** Start Extract provided **
Technofy / cloudwatch_exporter

A CloudWatch exporter for Prometheus coded in Go, with multi-region support
Apache License 2.0
78 stars 140 forks source link

Dimension labels are mixed up #10

Open tul opened 6 years ago

tul commented 6 years ago

If a config like the following is used:

  metrics:
      - aws_namespace: 'AWS/ECS'
        aws_metric_name: 'MemoryUtilization'
        aws_dimensions: [ 'ClusterName', 'ServiceName' ]
        aws_statistics: [ 'Maximum' ]
        aws_dimensions_select_regex:
            ServiceName: 'bot-.*'
            ClusterName: 'us-east-1-prod-public'

Then it produces metrics with the "service_name" and "cluster_name" values swapped over, e.g. :

aws_ecs_memory_utilization_maximum{cluster_name="bot-blah",service_name="us-east-1-prod-public",task="bots-dev"} 8.69140625

If the aws_dimensions entries are swapped around, to be [ 'ServiceName', 'ClusterName' ] then the dimensions become correctly labelled.

aws_ecs_memory_utilization_maximum{cluster_name="us-east-1-prod-public",service_name="bot-blah",task="bots-dev"} 8.69140625

tokyowizard commented 6 years ago

To add, the wrong value is assigned to the wrong label with some metrics, but will return the correct values with the correct labels with a different metric in the same namespace, AWS/ApplicationELB.

Wrong values with labels:

With the following config:

      - aws_namespace: "AWS/ApplicationELB"
        aws_metric_name: HTTPCode_Target_2XX_Count
        aws_statistics: ["Sum"]
        aws_dimensions: [TargetGroup, LoadBalancer]
        aws_dimensions_select_regex:
          TargetGroup: .*
          LoadBalancer: app/production-.*

The metric returned:

aws_application_elb_http_code_target_2xx_count_sum{
  asg="REDACTED",
  exported_task="alb",
  hostname="REDACTED",
  instance="REDACTED:9042",
  instance_type="REDACTED",
  load_balancer="ap-northeast-1a",
  region="ap-northeast-1",
  role="REDACTED",
  target_group="app/production-REDACTED",
  task="alb"
** End Extract provided **
** Start Dataset excerpts **
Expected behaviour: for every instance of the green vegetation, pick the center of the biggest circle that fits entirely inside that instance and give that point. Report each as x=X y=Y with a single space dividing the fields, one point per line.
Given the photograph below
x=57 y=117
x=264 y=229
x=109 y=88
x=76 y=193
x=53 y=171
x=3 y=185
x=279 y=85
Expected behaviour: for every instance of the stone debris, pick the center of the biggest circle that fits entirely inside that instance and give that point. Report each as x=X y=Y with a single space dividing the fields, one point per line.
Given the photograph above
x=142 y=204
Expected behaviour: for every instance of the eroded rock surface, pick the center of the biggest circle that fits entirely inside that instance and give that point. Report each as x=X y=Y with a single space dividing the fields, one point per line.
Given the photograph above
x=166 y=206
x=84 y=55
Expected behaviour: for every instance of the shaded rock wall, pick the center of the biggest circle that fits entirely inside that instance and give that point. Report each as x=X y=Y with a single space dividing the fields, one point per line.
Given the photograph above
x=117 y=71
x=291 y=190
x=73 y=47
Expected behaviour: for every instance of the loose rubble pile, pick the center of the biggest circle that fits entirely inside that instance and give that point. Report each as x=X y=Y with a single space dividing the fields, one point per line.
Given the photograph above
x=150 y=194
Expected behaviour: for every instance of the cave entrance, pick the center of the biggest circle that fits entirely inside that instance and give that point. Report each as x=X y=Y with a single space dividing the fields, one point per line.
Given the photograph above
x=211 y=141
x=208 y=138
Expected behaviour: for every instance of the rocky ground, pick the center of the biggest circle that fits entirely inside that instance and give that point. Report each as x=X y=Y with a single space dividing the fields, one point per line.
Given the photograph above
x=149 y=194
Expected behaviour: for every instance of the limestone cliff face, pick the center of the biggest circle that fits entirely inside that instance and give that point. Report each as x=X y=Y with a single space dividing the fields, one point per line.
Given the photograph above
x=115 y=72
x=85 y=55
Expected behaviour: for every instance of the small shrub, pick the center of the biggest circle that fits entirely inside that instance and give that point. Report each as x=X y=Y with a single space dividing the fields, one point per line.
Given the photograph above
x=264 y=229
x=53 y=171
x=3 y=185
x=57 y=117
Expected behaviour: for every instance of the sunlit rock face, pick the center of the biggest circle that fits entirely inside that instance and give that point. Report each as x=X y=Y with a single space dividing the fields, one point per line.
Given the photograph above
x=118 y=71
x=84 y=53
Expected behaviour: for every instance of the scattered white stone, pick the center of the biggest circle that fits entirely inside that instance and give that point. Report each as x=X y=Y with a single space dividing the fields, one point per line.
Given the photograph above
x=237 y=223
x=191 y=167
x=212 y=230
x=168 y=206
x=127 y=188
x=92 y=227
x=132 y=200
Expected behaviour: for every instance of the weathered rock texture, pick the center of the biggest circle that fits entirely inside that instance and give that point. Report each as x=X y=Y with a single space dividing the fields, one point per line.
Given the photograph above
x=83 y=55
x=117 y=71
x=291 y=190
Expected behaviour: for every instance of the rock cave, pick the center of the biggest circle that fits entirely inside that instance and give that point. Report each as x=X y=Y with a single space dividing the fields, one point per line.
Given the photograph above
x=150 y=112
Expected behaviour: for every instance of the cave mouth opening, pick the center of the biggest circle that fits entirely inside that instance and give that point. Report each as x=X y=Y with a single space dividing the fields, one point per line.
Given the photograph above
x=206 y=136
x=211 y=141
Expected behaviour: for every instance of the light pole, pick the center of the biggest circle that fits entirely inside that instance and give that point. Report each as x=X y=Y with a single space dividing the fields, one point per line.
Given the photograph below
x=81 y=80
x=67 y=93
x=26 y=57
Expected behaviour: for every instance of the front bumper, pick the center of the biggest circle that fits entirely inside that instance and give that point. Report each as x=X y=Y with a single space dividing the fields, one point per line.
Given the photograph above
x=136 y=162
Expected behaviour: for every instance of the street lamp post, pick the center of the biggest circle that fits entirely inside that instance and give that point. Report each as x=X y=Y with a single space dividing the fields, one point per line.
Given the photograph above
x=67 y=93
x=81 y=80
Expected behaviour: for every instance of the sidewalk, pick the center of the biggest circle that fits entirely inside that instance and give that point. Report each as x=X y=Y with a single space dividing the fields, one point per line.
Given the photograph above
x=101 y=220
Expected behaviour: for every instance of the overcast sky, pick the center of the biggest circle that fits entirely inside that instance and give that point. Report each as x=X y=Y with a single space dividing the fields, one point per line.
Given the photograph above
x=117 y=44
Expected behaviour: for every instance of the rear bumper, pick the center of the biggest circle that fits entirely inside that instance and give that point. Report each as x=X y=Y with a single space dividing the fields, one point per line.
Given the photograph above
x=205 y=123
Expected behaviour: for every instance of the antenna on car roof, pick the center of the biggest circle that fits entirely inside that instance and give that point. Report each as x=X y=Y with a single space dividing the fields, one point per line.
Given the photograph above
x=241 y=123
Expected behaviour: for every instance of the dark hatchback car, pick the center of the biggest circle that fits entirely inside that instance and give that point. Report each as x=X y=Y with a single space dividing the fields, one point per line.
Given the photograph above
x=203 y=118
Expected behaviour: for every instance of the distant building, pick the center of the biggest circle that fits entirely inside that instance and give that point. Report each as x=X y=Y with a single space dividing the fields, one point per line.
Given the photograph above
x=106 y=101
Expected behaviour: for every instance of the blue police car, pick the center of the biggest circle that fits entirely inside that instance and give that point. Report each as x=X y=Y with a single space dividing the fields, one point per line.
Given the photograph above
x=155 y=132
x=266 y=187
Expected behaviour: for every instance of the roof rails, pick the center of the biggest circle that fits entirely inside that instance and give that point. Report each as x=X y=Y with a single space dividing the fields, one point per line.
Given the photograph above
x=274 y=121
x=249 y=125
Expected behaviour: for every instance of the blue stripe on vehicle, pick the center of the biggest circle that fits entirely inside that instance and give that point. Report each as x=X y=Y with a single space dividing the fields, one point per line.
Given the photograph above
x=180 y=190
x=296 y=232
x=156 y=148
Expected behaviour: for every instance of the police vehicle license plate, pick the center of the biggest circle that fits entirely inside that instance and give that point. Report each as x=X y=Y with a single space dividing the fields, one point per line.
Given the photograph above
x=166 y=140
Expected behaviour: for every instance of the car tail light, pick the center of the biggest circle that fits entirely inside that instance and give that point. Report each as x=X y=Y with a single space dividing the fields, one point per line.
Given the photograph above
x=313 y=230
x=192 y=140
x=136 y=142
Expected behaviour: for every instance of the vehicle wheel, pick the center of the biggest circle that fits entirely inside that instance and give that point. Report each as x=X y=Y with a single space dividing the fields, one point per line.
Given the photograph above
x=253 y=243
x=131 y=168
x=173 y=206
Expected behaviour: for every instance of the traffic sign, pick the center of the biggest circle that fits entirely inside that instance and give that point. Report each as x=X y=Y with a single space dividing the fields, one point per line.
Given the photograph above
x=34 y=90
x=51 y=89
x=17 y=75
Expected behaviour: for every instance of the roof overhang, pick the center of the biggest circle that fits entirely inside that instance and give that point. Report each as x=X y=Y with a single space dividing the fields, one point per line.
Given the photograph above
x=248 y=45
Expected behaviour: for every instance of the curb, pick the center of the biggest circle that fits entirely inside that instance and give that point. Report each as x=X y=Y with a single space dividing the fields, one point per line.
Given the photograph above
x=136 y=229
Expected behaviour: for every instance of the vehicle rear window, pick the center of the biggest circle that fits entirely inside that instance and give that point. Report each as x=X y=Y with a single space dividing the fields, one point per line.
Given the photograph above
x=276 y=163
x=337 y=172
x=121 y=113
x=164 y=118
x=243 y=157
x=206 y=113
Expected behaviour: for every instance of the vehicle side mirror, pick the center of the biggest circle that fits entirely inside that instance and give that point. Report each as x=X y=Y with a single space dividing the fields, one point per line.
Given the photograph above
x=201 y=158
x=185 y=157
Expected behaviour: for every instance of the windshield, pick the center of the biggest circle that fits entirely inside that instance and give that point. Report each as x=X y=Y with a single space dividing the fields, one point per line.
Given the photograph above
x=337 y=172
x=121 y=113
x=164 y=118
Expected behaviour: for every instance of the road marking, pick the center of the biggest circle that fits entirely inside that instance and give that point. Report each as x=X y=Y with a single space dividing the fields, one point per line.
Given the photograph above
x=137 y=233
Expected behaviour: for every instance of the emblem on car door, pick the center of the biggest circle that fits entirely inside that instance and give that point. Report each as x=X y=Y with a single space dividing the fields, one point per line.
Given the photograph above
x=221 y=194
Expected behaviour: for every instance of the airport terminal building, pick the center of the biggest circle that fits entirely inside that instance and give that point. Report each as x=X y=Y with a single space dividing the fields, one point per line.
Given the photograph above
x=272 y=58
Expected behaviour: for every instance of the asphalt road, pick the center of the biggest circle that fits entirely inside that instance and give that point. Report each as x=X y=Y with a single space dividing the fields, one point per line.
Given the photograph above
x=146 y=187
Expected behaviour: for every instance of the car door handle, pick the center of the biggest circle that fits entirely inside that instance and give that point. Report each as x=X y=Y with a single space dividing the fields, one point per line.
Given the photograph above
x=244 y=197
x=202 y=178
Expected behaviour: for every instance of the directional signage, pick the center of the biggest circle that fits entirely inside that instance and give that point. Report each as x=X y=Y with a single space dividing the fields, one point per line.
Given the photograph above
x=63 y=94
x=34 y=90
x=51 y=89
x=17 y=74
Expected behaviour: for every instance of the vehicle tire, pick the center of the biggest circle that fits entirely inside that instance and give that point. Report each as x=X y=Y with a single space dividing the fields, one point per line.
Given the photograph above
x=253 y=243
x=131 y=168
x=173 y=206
** End Dataset excerpts **
** Start Dataset excerpts **
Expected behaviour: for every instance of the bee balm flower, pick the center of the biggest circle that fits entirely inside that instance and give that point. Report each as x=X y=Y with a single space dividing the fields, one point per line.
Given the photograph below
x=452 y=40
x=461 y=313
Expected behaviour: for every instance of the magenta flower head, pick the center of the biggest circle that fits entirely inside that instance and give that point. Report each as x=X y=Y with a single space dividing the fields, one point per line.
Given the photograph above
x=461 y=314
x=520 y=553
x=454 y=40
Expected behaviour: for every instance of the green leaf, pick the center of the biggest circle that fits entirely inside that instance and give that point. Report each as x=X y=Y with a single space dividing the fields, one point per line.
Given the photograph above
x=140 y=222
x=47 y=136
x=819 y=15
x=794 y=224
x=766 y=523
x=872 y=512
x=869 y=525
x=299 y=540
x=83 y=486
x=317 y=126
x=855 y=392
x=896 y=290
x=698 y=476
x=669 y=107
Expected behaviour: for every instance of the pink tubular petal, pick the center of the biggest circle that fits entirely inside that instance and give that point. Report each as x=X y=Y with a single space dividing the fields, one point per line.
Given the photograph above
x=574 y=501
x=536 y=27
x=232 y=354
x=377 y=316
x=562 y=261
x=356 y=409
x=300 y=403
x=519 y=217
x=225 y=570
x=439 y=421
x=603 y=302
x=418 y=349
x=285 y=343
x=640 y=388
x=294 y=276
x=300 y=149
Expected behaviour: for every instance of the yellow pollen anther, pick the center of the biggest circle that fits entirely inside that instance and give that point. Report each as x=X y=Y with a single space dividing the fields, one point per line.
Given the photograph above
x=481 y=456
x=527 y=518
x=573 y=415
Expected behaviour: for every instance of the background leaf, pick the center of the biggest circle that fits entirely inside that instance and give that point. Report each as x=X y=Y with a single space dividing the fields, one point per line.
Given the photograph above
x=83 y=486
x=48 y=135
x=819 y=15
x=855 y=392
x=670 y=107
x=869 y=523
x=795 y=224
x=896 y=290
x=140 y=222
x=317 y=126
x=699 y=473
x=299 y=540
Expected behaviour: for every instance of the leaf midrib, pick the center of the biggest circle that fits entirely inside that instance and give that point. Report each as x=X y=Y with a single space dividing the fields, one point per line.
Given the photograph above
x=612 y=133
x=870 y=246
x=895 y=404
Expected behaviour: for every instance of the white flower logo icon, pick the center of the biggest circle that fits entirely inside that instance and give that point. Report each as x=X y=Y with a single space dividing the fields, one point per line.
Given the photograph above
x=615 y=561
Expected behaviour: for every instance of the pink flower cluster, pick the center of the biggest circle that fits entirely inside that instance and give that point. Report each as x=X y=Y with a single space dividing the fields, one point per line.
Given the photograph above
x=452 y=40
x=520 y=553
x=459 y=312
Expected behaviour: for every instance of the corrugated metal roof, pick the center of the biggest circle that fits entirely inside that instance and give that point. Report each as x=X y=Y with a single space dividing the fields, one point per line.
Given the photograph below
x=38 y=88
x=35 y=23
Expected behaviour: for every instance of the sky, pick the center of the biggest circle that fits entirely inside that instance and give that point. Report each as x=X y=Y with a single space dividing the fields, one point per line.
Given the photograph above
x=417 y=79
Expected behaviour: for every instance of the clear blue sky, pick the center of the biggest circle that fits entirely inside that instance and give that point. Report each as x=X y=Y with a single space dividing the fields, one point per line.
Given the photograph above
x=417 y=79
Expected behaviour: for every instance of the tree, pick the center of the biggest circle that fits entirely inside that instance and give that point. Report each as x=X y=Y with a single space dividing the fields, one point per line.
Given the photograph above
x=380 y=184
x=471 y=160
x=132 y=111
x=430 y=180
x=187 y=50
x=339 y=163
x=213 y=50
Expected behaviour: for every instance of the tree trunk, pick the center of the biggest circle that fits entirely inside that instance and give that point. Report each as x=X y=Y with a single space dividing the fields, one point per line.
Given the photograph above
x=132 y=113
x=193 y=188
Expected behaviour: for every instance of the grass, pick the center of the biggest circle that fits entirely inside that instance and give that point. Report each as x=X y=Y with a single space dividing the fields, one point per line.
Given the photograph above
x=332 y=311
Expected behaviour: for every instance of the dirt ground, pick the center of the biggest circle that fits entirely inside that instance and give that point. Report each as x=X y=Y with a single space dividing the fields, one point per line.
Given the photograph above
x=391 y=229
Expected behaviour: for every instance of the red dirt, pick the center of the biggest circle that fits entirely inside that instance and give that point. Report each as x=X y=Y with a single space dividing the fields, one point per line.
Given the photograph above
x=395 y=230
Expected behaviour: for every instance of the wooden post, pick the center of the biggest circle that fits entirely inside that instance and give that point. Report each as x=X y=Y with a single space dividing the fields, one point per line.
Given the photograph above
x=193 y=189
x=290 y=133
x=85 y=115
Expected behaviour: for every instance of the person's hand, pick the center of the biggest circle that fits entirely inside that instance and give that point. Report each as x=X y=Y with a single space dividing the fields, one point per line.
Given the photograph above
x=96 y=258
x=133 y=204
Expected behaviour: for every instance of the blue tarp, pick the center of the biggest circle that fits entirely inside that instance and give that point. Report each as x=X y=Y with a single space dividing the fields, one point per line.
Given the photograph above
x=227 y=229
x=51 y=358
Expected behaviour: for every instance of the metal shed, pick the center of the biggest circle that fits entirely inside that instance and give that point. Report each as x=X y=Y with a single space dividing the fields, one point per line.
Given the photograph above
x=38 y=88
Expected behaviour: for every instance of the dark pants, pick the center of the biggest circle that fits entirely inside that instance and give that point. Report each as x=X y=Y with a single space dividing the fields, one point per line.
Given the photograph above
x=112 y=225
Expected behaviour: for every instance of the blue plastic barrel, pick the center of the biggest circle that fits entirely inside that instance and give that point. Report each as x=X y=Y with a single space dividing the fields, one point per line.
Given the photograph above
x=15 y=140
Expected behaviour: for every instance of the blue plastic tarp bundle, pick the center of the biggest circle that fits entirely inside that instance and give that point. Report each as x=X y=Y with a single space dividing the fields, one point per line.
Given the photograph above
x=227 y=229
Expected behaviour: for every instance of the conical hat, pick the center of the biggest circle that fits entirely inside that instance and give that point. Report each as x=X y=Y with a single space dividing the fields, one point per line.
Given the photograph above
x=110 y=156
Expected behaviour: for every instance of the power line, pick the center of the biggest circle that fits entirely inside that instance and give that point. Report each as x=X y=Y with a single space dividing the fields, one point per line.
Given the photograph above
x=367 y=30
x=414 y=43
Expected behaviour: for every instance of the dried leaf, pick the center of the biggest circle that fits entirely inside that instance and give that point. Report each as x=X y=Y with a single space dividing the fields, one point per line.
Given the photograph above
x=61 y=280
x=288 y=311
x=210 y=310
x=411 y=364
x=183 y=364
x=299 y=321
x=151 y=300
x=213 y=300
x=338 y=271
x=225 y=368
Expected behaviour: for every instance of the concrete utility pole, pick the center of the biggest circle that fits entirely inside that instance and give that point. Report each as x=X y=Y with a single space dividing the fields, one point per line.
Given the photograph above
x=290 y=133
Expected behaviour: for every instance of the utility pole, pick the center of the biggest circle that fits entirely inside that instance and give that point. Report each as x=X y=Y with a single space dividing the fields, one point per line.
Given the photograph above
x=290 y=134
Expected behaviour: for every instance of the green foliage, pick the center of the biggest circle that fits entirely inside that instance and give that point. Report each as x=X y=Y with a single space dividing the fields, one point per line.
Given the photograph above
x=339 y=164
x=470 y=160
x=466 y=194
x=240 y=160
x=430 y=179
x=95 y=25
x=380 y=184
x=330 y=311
** End Dataset excerpts **
** Start Dataset excerpts **
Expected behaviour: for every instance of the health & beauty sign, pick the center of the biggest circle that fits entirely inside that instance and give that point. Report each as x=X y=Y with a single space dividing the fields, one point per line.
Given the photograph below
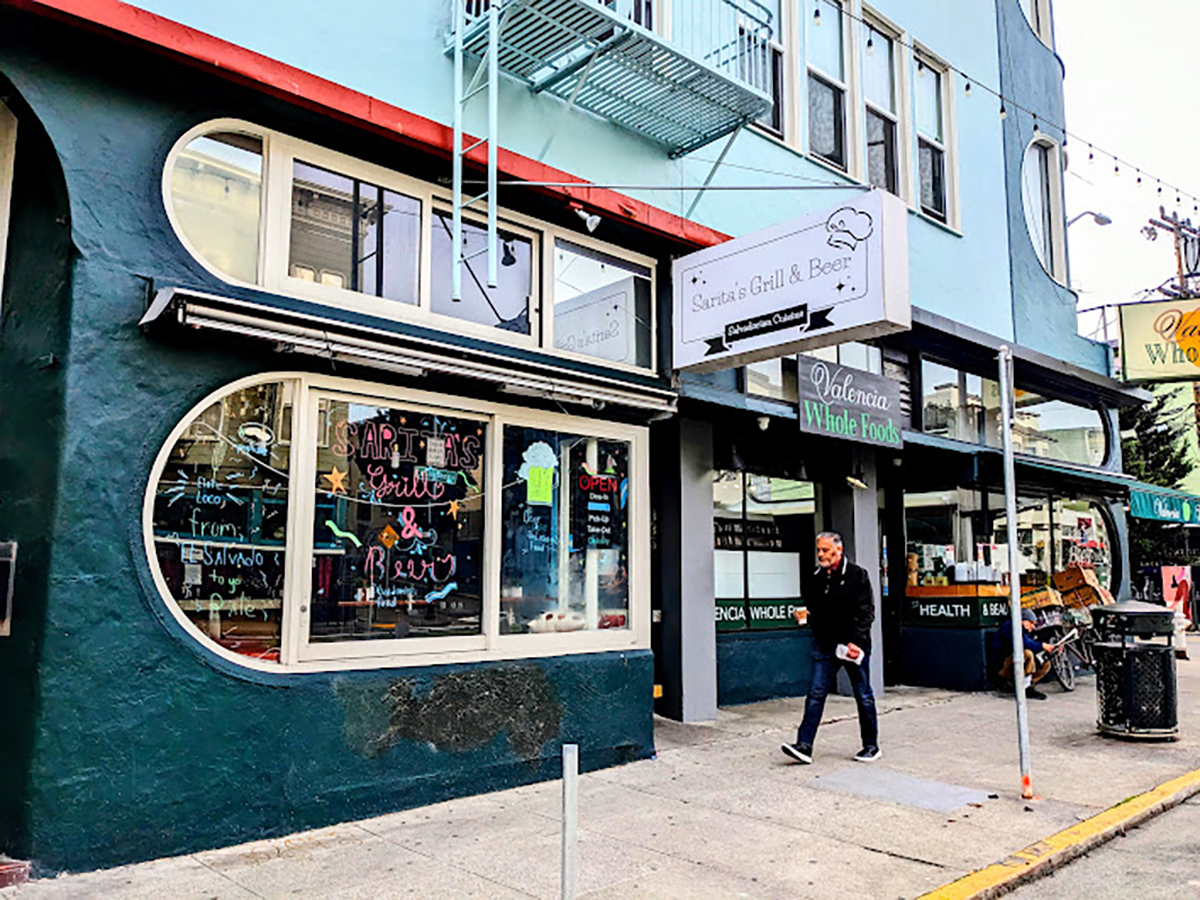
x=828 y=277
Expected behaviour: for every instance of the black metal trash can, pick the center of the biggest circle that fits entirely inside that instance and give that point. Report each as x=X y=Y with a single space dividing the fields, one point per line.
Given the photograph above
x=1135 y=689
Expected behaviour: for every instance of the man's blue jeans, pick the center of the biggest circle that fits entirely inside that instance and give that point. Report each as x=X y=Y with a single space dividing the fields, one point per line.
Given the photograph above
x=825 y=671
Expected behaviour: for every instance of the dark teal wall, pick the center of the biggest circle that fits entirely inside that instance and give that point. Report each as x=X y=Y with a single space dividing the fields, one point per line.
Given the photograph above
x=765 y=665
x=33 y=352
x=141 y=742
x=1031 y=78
** End Dataset excerpts **
▸ Written exercise:
Write what comes next in the thread about swapped dimension labels in the CloudWatch exporter, starting right after its final line. The rows were taken from a separate source.

▸ Result for this exercise:
}

The metric incorrectly returns:

Correct values with labels:

The config below is the same as the config as above, but only the aws_metric_name and aws_statistics differ.

      - aws_namespace: "AWS/ApplicationELB"
        aws_metric_name: HealthyHostCount
        aws_statistics: ["Average"]
        aws_dimensions: [TargetGroup, LoadBalancer]
        aws_dimensions_select_regex:
          TargetGroup: .*
          LoadBalancer: app/production-.*

Correct values with labels are returned:

aws_application_elb_healthy_host_count_average{
  asg="REDACTED",
  exported_task="alb",
  hostname="REDACTED",
  instance="REDACTED:9042",
  instance_type="REDACTED",
  load_balancer="app/production-REDACTED",
  region="ap-northeast-1",
  role="REDACTED",
  target_group="targetgroup/REDACTED",
  task="alb"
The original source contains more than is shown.